# REQUIRED TASK 1
From the Heavy Fog exhibition text, list the four things that "the Four Olds" comprise.
# REQUIRED TASK 2
Condense the paragraph of the Heavy Fog exhibition text that begins "Gong's practice explores" into a short bulleted list that keeps its main facts.
# REQUIRED TASK 3
According to the Heavy Fog exhibition text, what sets the guqin strings into motion?

# SUPPLIED PASSAGE
..........
Courtesy of the Artist and Gallery Vacancy, Shanghai.



Franz Kaka is proud to present Heavy Fog, a sculptural sound installation by New York-based, Chinese-Canadian artist Alice Gong Xiaowen that transforms the gallery into a resonating instrument. Seven guqin strings stretch across the drywall panels of a monolithic, asymmetrical structure at the centre of the room. Each nylon-wrapped steel string, tuned by hand and anchored by custom harp tuners, is set into motion by solenoid electromagnets, vibrating in slow, sustained resonance–its tone held in suspension by a magnetic field rather than by touch. The resultant tones move through hollow walls and custom wooden panels, turning the architecture itself into an acoustic body that amplifies and shapes the music. Here, sound is sculpted through space.

Gong’s practice explores the personal, historical, and poetic conditions of how things come into being. In recent years, she has turned to the idea of material translations of matter and haptic memories to imagine the collapse and reconfiguration of object-hood. The guqin’s own transformation mirrors this. Once strung with silk, its material was changed to metal during China’s Cultural Revolution, when a Party committee sought to make it louder and more public, aligning it with Maoist ideology and rejecting “the Four Olds”–old ideas, culture, customs, and habits. This shift, both sonic and political, lingers within the exhibition, suggesting a memory of what has been lost and dissimulated.

In the gallery, a dense grey form rises from the floor, emitting faint, continuous tones–a freestanding corner chamber, slightly askew. From within this hidden chamber, low frequencies move through the air as if thickening it. The absence of visible instruments heightens attention to subtle variations in harmony, including presence, repetition, and disappearance. Listening becomes an act of imagination, a guqin suggested but unseen, its sound hovering like mist. Low frequencies drift through the air, enveloping the listener in an atmosphere that is part instrument and part architecture.

Here, heavy fog blooms where corners begin to hum. Sound gathers, drifts, and reforms, sometimes swelling until the room feels full, then receding into near-silence. Overtones rise and fade; harmonics shimmer between perception and dissipation. Through vibration, the air gives shape to change itself, quiet but full, its temporal density shifting as time. What unfolds is not melody, but duration, a slow accumulation and dispersal of sound, a composition in time that hollows and refills the room, again and again.
..........
# GIVEN DATA
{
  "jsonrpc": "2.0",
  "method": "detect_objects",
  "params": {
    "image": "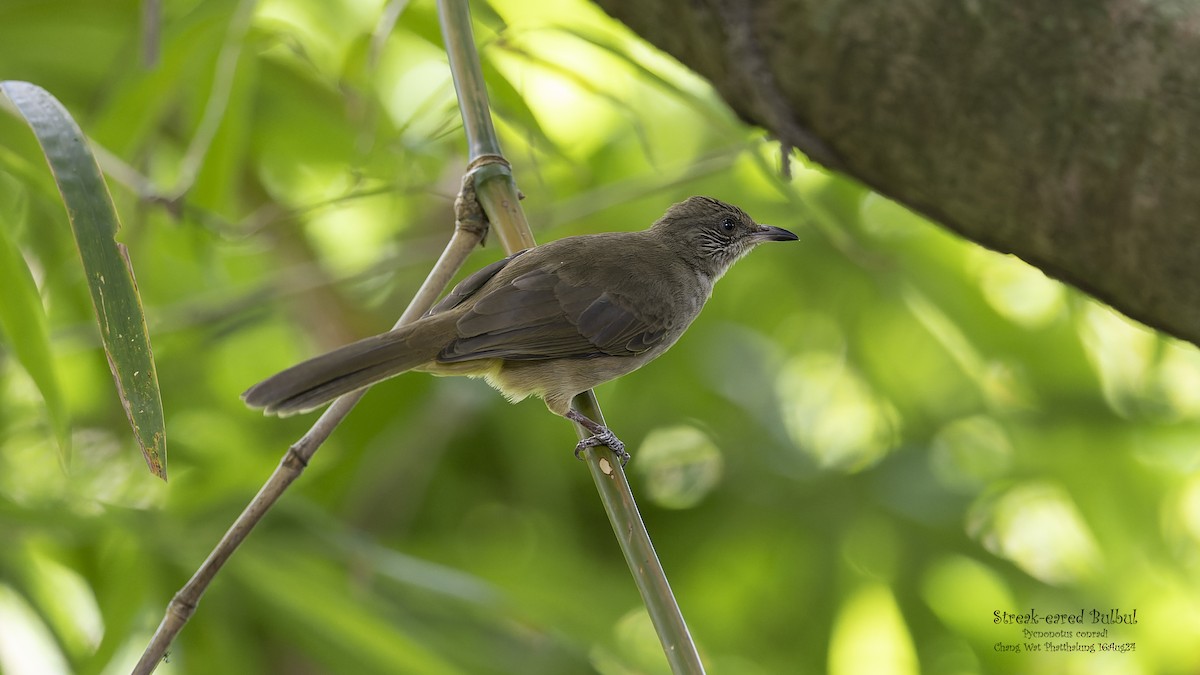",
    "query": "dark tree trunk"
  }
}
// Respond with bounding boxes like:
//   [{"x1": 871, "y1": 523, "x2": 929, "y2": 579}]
..........
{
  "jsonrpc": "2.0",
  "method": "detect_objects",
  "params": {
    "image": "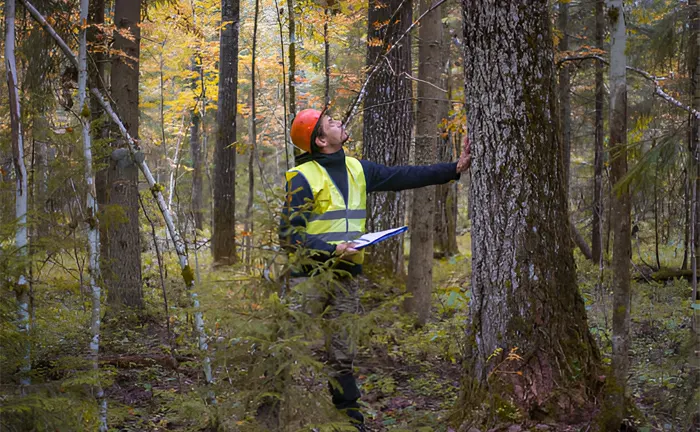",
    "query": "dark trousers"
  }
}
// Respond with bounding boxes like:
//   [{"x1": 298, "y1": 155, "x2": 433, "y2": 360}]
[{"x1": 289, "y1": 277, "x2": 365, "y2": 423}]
..........
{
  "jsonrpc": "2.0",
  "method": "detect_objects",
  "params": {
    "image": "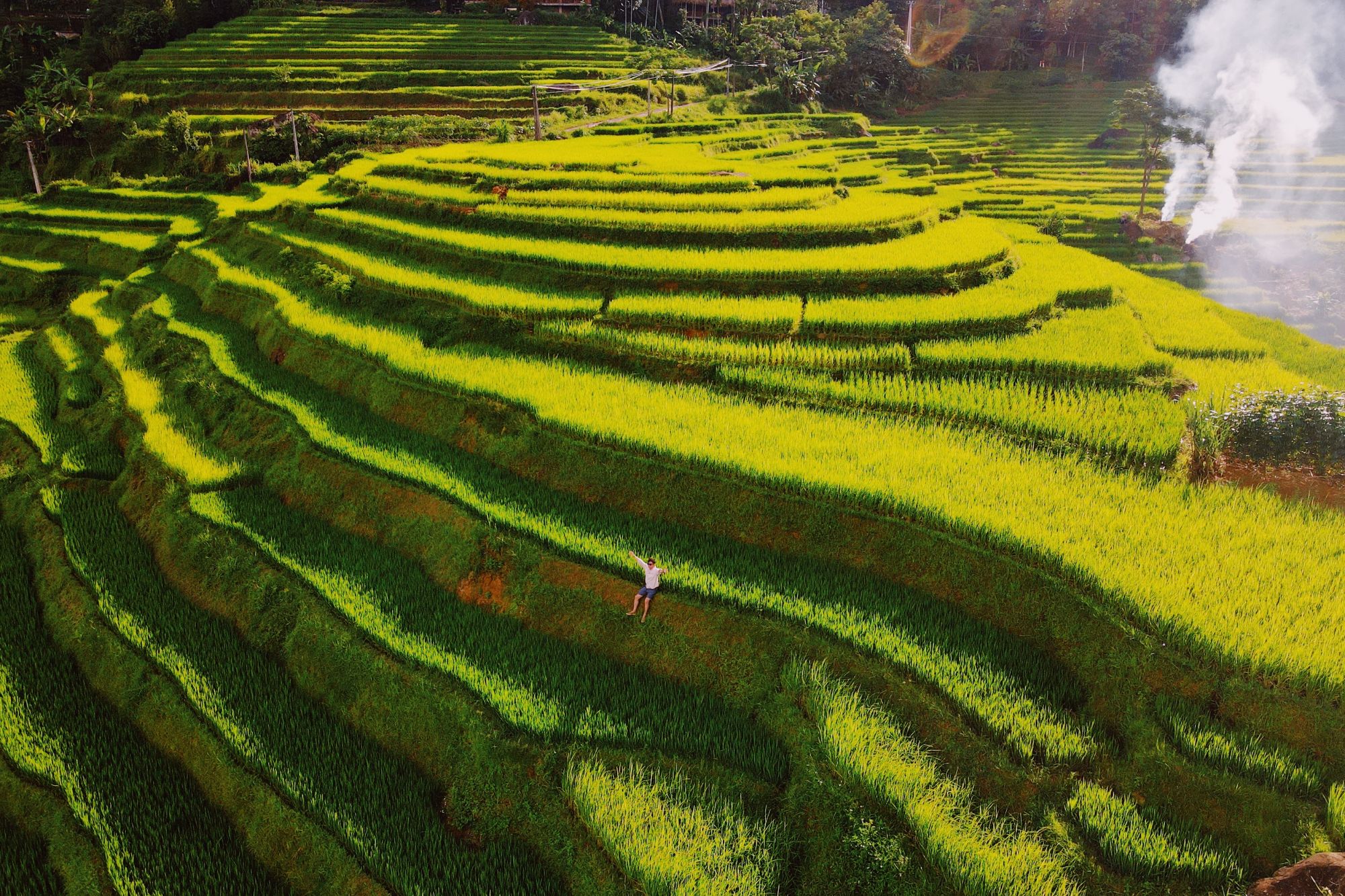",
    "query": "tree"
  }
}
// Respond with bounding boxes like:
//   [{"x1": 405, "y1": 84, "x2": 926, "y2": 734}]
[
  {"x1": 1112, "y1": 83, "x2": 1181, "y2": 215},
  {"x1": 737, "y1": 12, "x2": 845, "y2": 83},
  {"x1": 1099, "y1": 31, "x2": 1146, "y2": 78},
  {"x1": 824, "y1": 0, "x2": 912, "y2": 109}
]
..........
# EXERCISE ANSWER 1
- Old ideas
- Old culture
- Old customs
- Old habits

# EXERCISE ANSWER 2
- Gong's practice explores the personal, historical, and poetic conditions of how things come into being.
- Recently she has turned to material translations of matter and haptic memories to imagine the collapse and reconfiguration of object-hood.
- The guqin's own transformation mirrors this: its silk strings were changed to metal during China's Cultural Revolution.
- A Party committee made the change to make the instrument louder and more public, aligning it with Maoist ideology and rejecting "the Four Olds."
- This sonic and political shift lingers in the exhibition as a memory of what has been lost and dissimulated.

# EXERCISE ANSWER 3
Solenoid electromagnets.